>> START

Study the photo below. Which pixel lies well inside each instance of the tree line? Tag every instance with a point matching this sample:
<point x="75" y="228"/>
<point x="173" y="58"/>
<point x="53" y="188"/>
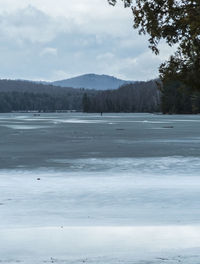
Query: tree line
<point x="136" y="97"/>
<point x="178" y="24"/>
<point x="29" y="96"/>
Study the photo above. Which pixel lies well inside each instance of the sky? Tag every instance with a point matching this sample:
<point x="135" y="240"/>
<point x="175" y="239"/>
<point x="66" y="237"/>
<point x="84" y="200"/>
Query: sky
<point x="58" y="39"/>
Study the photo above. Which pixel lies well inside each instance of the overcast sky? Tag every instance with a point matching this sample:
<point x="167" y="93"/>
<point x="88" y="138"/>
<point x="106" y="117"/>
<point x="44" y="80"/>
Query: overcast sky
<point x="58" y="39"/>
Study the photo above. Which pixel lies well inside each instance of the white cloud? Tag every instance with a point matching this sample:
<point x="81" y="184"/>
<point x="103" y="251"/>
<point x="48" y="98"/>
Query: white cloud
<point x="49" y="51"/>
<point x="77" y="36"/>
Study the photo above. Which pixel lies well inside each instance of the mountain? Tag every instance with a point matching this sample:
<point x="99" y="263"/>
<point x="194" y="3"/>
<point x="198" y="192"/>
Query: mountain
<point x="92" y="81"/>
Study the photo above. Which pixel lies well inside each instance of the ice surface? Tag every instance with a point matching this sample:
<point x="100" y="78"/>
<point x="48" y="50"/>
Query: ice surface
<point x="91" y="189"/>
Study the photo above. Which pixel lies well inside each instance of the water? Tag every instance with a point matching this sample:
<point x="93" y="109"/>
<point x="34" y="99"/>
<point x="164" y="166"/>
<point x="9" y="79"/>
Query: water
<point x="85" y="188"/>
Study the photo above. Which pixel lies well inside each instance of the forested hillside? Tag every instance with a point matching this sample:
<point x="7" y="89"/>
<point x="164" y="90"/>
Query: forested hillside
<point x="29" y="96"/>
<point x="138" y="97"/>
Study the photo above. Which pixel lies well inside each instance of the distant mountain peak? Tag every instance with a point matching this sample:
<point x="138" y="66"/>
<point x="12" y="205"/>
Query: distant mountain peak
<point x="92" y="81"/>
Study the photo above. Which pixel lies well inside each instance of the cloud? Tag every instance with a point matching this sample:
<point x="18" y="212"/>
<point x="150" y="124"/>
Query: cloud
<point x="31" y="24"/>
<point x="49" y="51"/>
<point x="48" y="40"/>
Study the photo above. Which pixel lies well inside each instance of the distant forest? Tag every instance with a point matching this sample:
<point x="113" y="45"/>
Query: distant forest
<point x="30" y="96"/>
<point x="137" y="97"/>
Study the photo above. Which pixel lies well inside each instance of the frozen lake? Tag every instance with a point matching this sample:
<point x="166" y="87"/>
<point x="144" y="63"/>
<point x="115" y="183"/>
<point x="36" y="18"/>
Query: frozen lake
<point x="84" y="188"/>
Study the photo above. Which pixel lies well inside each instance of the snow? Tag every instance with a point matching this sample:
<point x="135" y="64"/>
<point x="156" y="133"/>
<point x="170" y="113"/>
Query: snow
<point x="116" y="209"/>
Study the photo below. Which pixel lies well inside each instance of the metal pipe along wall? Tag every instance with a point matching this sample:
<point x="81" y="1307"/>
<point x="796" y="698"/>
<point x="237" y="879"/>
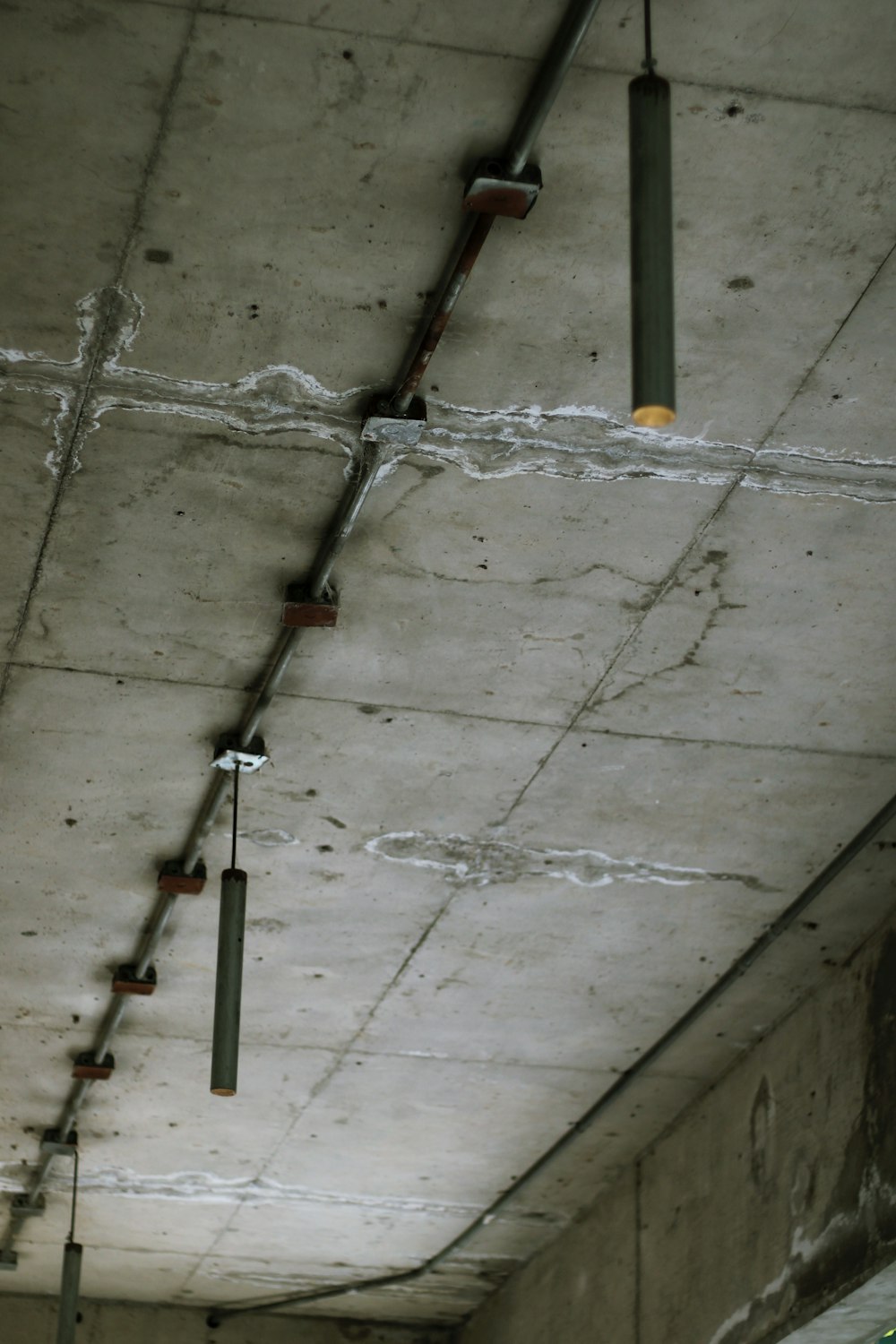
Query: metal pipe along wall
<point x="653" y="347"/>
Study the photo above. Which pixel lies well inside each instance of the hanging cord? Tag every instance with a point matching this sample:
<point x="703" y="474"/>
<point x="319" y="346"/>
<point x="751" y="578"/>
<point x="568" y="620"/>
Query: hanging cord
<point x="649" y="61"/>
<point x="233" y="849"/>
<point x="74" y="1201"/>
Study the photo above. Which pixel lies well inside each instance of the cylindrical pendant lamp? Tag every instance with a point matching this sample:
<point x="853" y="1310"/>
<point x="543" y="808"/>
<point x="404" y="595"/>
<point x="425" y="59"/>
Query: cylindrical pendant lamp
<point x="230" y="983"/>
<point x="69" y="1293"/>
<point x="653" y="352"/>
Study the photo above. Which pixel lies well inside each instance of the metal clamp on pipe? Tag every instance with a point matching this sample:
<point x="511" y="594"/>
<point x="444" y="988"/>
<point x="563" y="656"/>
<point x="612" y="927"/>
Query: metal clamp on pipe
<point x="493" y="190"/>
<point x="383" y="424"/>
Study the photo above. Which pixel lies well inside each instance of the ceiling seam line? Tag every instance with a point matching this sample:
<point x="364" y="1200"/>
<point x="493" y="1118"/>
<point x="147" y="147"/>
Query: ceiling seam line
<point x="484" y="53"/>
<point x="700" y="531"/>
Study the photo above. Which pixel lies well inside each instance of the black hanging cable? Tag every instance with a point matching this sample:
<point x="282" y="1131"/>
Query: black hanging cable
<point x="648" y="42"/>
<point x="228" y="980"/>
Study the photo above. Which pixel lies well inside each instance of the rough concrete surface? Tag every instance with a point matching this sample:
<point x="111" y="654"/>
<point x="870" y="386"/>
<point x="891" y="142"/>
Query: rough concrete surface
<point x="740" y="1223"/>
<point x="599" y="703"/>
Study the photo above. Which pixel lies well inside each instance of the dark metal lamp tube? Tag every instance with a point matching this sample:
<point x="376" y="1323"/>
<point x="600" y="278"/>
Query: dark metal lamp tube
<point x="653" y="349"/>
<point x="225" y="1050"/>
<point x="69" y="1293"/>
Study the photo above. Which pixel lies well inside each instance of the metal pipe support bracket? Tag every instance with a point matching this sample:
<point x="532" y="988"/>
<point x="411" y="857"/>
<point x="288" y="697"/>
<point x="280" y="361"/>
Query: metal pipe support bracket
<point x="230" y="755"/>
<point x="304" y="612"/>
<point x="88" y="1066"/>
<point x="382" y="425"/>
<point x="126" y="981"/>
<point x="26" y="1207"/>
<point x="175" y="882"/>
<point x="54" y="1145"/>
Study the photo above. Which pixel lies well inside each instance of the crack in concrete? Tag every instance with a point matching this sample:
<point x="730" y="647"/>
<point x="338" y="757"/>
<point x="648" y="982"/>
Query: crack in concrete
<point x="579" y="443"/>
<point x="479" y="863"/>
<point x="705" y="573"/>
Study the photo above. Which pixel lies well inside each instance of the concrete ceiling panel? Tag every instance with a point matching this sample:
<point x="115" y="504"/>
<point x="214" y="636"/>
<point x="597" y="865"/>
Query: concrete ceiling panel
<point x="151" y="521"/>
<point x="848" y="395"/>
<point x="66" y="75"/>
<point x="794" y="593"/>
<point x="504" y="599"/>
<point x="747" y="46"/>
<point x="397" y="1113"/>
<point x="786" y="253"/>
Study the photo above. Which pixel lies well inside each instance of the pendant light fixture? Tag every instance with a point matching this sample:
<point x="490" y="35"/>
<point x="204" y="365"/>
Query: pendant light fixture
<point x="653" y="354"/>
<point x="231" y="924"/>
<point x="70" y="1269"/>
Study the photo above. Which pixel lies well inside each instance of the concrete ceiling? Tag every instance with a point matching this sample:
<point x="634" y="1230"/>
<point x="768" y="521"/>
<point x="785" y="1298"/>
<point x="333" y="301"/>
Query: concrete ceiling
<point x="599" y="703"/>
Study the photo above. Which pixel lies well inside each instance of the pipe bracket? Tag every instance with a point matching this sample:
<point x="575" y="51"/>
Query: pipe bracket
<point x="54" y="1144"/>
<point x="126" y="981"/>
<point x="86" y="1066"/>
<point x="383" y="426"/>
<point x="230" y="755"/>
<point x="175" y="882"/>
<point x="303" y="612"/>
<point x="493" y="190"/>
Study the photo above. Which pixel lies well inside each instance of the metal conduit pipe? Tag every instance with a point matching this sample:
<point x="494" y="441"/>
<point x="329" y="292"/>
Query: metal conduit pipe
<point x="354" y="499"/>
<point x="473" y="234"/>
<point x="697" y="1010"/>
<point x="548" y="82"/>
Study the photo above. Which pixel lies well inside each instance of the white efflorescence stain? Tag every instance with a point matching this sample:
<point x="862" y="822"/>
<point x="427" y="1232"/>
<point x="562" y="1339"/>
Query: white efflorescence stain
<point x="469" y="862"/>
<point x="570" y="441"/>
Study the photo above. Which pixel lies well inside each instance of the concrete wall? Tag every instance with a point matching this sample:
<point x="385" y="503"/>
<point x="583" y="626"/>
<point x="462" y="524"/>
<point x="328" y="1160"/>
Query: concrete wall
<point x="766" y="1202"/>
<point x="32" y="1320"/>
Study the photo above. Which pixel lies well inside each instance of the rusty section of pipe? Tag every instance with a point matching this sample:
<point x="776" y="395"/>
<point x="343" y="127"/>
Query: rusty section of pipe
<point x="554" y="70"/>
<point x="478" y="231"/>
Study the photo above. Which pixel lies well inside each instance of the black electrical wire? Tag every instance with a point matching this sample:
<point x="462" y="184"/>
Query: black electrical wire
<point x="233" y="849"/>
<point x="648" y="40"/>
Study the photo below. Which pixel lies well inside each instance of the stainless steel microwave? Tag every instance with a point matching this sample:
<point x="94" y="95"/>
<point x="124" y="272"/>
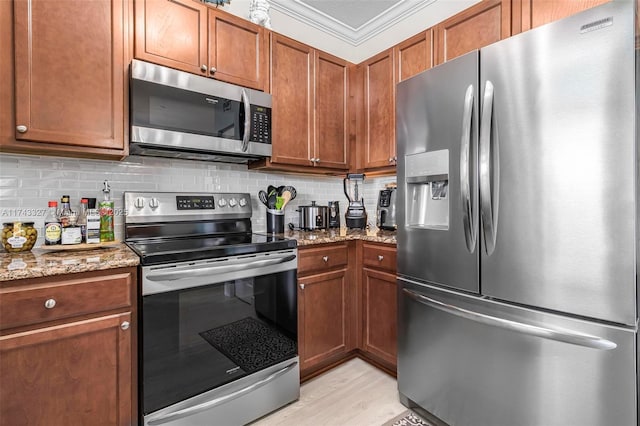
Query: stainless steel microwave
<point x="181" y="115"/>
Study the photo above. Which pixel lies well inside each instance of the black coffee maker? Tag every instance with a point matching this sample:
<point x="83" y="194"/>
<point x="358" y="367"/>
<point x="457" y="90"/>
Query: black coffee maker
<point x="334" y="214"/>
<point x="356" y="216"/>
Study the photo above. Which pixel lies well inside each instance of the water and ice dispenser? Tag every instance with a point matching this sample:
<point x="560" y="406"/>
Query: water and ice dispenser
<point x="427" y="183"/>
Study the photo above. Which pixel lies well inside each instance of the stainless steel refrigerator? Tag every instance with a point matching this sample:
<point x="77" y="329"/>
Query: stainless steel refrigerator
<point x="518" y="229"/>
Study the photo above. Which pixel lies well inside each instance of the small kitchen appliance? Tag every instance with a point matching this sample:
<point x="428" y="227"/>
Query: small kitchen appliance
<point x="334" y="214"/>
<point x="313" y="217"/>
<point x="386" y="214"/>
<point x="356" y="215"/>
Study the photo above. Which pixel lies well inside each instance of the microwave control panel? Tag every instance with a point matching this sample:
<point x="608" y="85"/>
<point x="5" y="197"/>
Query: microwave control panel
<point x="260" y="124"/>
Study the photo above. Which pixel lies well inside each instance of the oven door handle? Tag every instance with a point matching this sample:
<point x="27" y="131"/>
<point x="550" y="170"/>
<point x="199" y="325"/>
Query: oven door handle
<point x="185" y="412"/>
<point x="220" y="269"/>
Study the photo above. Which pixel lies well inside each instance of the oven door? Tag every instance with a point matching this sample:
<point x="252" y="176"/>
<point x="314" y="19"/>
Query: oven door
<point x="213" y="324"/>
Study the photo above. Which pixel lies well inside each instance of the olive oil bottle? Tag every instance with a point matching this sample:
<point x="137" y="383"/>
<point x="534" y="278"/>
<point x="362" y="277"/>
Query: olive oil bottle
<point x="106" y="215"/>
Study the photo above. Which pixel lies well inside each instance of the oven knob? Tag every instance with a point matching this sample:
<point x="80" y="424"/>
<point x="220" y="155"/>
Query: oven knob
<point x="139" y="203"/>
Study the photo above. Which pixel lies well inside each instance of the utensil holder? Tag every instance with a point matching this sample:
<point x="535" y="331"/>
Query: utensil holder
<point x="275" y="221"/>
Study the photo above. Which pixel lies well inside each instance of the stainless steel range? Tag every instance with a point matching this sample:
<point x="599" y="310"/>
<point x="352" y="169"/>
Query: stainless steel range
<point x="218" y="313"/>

>> END

Copy the material word for word, beginning at the line that contains "of the utensil" and stopping after the last line of the material.

Reply —
Study the photo above. Which pixel lies well inside each instance of the utensil holder? Tag every instance with a point matching this sample:
<point x="535" y="331"/>
Query: utensil holder
<point x="275" y="221"/>
Study the photo above. Which pixel lies well inside each instance of the stainless steel range? Tag every instance with a point matching this sample:
<point x="599" y="310"/>
<point x="352" y="169"/>
Query: stainless steel range
<point x="218" y="313"/>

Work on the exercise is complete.